Directive: Pick out each line of the data that contains the word "people", and copy those lines.

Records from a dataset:
┌──

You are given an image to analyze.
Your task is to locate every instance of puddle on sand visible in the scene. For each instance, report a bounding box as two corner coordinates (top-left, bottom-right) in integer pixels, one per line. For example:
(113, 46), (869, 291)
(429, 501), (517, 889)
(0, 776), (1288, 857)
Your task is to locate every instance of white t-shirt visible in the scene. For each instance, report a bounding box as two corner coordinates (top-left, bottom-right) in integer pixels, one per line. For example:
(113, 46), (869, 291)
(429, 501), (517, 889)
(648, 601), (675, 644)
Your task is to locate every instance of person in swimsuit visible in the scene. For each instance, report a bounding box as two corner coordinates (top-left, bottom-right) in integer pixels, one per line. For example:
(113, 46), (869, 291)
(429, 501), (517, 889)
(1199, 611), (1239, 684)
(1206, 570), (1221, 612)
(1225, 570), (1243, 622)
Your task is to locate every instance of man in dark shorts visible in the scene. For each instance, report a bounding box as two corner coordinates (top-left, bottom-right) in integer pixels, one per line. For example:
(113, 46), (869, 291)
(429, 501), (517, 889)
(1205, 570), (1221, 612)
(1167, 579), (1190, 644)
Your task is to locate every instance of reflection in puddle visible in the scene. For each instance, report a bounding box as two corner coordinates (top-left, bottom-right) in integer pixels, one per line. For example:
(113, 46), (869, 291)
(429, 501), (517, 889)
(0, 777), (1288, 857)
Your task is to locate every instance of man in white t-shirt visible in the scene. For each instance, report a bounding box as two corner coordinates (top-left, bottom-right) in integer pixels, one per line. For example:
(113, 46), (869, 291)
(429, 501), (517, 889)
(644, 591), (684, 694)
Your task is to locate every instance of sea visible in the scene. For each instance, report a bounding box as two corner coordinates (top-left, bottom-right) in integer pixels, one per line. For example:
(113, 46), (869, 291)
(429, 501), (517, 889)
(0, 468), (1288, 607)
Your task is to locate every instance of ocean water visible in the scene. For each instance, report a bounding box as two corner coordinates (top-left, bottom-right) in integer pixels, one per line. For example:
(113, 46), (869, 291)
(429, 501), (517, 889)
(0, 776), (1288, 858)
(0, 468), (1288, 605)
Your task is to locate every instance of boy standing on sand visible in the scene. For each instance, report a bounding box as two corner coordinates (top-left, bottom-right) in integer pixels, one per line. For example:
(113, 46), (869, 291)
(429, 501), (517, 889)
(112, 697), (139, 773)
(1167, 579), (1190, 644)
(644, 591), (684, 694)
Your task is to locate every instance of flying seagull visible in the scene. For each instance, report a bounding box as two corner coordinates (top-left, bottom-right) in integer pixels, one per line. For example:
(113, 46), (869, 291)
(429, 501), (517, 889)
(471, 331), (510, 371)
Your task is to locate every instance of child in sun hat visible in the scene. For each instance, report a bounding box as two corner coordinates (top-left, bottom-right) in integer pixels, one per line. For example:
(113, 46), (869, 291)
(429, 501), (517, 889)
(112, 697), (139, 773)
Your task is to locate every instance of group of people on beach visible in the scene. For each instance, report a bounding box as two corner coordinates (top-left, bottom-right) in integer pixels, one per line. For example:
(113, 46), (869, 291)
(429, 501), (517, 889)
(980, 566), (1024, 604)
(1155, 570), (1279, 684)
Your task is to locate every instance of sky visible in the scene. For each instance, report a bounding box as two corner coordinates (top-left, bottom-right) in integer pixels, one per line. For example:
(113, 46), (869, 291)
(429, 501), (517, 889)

└──

Finished task:
Your task is to locate every instance of group of people on beach visible in the scene. For each instance, report a bounding box as two corner coordinates (top-left, bottom-right) in integer pixels, one per line. For example:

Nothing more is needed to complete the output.